Assignment> How many lines in the records below include "dome"? Answer with the number only.

*** Opening Material supplied ***

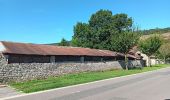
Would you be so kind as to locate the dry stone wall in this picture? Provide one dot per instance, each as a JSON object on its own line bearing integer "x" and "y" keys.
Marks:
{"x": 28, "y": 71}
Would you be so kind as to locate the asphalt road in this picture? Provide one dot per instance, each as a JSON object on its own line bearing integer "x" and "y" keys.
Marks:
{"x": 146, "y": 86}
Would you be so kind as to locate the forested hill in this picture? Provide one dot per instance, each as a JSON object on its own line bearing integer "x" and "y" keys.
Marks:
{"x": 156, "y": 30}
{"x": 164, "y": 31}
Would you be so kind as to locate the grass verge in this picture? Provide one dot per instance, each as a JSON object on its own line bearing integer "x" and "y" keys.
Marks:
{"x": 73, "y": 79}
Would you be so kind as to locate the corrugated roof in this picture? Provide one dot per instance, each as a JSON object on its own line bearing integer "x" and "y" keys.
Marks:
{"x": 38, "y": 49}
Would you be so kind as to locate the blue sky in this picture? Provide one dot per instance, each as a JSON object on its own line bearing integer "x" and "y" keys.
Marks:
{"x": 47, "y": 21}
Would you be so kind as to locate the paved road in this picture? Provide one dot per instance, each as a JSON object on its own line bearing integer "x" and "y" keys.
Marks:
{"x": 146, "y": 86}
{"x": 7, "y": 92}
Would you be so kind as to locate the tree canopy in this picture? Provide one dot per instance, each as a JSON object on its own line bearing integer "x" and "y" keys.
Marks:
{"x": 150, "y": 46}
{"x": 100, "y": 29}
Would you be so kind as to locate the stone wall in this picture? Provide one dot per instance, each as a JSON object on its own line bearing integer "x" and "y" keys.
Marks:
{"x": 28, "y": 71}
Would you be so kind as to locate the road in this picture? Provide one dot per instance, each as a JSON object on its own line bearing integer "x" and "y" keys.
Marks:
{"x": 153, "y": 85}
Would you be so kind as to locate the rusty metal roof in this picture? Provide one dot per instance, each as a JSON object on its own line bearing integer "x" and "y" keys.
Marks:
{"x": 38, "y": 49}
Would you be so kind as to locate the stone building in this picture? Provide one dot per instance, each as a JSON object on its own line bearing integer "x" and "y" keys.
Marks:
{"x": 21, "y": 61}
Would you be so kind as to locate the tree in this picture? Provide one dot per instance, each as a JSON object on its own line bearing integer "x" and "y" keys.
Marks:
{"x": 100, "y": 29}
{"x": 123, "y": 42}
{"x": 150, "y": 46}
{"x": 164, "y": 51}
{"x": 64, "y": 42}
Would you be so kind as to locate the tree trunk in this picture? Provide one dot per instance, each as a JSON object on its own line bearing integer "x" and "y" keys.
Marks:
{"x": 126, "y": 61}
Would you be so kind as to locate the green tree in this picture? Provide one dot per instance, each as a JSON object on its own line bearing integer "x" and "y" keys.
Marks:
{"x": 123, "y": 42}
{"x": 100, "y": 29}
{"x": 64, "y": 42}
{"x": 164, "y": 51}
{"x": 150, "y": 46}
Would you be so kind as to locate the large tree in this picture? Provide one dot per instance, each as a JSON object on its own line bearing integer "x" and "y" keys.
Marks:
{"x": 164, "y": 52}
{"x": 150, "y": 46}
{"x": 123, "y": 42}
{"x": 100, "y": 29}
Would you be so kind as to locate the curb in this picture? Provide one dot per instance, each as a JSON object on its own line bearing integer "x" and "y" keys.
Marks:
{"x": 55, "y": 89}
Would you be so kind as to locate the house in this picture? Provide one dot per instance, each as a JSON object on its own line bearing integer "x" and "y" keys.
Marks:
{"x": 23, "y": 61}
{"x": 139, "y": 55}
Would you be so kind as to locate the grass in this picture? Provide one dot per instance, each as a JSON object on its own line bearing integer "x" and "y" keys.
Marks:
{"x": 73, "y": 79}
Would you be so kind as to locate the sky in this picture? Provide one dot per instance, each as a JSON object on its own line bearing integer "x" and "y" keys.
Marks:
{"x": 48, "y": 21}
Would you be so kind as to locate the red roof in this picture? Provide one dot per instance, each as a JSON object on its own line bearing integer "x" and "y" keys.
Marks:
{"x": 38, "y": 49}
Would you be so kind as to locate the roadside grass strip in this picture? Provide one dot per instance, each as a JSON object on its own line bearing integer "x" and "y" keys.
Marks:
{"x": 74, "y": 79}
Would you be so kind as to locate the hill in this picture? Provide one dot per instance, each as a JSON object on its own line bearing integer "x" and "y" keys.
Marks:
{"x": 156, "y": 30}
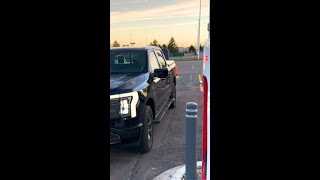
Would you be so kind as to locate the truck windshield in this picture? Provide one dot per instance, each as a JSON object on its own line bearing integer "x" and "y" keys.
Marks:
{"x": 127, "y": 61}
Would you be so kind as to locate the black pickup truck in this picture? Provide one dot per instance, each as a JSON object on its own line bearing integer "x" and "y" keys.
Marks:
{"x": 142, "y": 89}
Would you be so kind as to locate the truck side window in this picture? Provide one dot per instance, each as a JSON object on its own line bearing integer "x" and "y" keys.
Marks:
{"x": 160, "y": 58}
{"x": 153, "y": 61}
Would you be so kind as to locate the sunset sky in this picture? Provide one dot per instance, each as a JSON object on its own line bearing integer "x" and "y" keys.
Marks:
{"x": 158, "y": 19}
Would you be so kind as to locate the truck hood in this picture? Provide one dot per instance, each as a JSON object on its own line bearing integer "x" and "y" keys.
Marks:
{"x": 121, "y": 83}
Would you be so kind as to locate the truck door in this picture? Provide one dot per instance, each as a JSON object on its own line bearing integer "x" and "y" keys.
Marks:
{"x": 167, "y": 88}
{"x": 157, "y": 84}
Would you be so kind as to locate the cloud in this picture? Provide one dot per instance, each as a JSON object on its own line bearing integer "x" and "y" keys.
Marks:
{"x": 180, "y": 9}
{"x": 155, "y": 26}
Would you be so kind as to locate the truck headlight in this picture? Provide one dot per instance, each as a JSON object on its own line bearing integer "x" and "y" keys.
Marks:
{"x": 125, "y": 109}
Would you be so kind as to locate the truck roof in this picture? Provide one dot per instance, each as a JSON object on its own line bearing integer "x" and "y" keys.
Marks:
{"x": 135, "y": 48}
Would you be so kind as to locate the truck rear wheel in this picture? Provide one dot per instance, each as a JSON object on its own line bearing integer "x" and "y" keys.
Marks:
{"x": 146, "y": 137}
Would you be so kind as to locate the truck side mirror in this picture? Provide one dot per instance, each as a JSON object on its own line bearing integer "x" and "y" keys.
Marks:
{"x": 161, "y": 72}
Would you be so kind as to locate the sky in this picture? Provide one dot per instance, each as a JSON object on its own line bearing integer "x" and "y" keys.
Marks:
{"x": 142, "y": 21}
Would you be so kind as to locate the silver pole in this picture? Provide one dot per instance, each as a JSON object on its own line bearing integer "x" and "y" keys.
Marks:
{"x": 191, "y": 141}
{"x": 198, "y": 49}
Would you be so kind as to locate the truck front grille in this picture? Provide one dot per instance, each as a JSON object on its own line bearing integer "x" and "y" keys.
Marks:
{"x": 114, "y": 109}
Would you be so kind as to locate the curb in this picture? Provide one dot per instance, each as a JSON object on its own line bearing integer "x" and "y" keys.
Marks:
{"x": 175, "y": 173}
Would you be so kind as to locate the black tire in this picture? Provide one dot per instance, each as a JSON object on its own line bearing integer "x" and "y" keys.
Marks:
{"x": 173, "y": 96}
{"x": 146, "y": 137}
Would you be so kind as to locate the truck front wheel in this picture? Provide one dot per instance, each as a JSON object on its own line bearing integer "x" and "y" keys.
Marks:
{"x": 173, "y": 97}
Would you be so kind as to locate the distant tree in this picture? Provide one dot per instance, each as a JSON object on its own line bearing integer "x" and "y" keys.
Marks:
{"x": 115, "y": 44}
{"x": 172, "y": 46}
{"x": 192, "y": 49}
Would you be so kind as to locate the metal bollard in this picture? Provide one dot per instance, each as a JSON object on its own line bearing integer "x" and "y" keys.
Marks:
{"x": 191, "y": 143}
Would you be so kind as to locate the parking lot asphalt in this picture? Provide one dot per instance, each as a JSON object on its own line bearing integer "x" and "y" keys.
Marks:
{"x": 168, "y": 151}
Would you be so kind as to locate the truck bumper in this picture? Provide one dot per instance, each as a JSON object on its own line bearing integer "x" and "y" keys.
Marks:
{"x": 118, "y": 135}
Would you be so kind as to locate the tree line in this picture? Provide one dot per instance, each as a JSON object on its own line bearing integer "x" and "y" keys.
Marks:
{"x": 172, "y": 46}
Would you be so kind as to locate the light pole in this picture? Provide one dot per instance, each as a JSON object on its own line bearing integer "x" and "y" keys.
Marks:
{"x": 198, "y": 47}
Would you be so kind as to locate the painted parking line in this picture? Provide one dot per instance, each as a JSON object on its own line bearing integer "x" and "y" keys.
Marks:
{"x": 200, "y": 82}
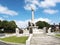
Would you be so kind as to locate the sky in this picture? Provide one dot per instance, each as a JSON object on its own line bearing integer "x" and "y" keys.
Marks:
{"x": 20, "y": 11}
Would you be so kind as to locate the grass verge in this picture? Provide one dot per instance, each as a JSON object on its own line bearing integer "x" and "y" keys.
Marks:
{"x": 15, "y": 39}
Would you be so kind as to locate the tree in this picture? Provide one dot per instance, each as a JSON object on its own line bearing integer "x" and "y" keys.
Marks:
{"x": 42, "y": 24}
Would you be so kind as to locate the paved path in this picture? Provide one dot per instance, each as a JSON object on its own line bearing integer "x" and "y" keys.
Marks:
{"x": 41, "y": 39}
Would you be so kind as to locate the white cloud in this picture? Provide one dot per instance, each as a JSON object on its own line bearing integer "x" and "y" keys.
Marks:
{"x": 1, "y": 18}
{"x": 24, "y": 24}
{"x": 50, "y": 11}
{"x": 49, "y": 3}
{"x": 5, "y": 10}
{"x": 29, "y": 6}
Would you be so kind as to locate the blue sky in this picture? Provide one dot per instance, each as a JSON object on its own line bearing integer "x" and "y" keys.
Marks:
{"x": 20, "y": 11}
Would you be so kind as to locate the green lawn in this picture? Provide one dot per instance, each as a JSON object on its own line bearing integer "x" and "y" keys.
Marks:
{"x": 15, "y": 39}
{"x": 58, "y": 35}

*** Closing Material supplied ***
*** Opening Material supplied ***

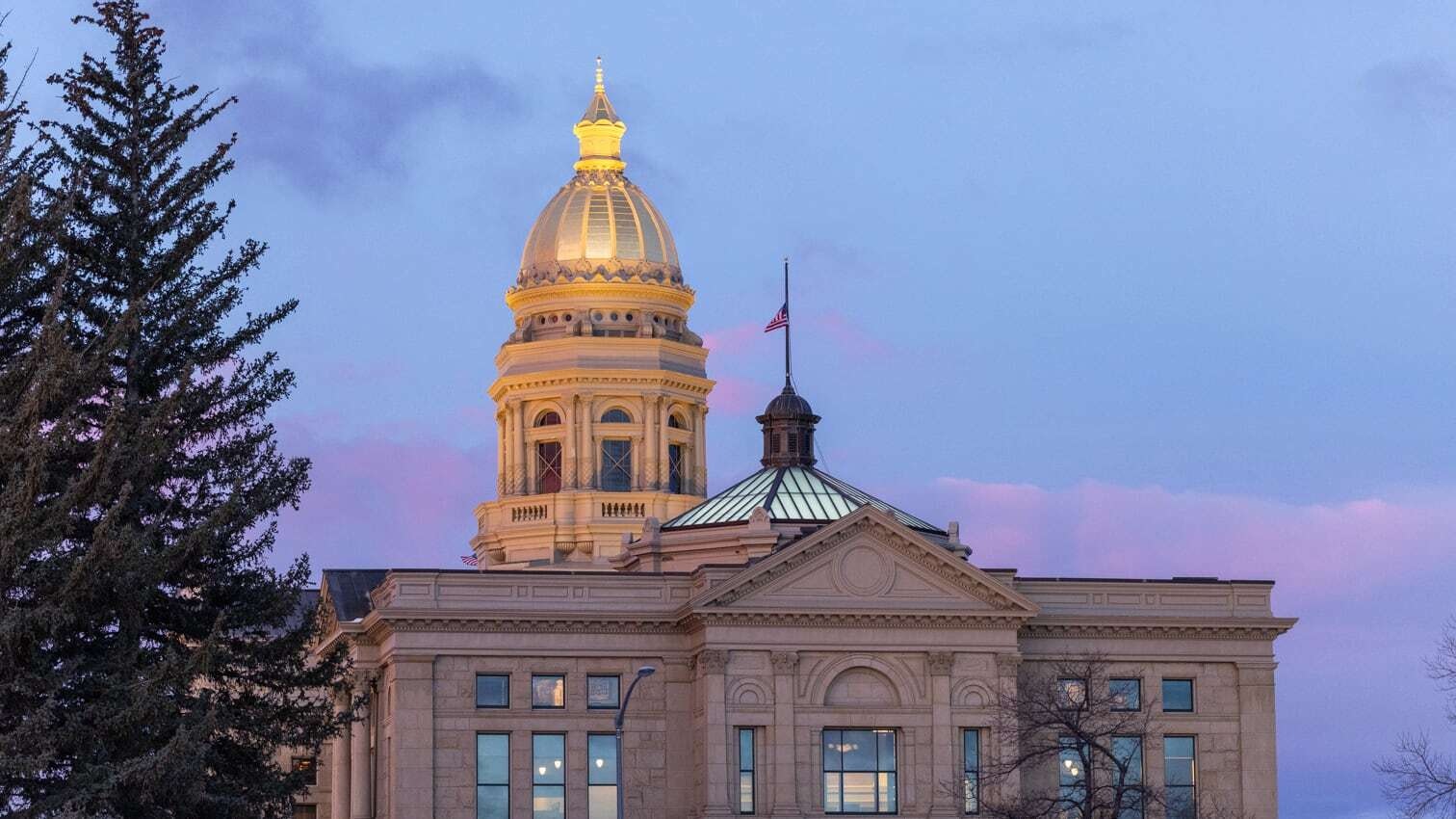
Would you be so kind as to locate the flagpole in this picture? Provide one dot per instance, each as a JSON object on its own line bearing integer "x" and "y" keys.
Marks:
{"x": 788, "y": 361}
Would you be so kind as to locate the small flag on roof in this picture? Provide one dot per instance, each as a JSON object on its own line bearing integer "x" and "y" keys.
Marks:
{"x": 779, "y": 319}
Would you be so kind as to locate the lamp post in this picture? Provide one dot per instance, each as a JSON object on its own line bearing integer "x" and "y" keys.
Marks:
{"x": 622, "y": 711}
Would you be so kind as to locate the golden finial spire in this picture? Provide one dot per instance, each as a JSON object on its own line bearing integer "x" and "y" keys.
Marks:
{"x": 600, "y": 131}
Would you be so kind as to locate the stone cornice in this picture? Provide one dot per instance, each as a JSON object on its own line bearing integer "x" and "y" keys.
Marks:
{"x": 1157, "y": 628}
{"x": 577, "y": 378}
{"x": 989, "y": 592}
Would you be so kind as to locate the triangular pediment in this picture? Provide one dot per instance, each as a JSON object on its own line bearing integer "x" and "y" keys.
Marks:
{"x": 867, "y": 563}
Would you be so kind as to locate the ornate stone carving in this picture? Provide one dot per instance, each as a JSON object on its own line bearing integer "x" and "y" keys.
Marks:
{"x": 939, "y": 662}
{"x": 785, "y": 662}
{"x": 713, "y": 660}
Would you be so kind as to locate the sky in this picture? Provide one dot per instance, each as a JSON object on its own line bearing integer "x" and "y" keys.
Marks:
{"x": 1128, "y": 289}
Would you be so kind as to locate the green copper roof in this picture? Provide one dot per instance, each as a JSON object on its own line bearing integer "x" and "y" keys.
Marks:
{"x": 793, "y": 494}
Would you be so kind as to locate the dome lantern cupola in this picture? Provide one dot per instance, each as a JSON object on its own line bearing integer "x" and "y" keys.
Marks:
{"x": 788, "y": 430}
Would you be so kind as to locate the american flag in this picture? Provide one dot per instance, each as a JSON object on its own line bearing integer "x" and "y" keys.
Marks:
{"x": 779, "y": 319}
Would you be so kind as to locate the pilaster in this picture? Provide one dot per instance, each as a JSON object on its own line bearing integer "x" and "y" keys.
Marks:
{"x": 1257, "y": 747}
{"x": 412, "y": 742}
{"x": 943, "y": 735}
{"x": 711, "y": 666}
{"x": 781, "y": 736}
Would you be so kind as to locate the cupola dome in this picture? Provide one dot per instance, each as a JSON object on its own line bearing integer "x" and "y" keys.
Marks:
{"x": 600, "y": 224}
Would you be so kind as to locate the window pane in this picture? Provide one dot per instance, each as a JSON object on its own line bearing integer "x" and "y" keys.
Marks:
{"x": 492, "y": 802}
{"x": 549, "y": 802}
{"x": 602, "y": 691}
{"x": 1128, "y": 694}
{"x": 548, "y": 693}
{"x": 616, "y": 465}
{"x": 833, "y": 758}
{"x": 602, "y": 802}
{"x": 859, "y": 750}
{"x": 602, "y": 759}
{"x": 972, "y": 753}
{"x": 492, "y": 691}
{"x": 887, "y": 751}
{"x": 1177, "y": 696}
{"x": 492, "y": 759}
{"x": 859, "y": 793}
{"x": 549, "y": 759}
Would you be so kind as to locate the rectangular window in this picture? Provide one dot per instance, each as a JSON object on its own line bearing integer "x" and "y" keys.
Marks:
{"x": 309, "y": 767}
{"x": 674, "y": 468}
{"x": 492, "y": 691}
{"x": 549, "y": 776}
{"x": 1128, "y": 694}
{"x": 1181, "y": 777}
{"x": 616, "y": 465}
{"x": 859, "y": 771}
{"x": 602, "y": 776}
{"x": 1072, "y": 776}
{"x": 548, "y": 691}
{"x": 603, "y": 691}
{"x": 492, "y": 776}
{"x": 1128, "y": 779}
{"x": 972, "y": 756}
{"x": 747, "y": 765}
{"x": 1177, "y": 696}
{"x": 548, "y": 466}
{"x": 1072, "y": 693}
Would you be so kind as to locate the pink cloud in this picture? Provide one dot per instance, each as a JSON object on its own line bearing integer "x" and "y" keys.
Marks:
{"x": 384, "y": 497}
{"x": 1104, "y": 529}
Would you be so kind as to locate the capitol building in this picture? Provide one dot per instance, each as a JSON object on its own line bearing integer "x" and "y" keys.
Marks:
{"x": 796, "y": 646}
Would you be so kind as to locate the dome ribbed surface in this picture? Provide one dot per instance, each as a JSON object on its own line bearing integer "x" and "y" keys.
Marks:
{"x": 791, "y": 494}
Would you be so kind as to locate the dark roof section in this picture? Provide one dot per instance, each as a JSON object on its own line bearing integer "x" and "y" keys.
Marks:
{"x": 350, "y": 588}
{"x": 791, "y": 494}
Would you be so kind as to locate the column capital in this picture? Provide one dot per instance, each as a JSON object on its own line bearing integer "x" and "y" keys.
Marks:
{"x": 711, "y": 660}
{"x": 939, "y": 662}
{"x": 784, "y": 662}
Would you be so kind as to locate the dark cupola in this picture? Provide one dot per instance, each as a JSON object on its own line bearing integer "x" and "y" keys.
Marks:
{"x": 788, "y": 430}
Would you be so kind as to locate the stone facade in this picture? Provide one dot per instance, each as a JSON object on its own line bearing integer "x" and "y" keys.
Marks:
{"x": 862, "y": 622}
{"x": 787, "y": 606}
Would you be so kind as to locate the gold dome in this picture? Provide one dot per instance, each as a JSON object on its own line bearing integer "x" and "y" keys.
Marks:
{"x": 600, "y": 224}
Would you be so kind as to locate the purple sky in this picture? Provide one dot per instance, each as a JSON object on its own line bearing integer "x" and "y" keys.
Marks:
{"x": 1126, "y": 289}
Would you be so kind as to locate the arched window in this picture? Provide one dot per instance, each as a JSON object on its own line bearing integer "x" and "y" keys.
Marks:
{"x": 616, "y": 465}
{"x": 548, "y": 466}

*** Closing Material supplied ***

Reply> 4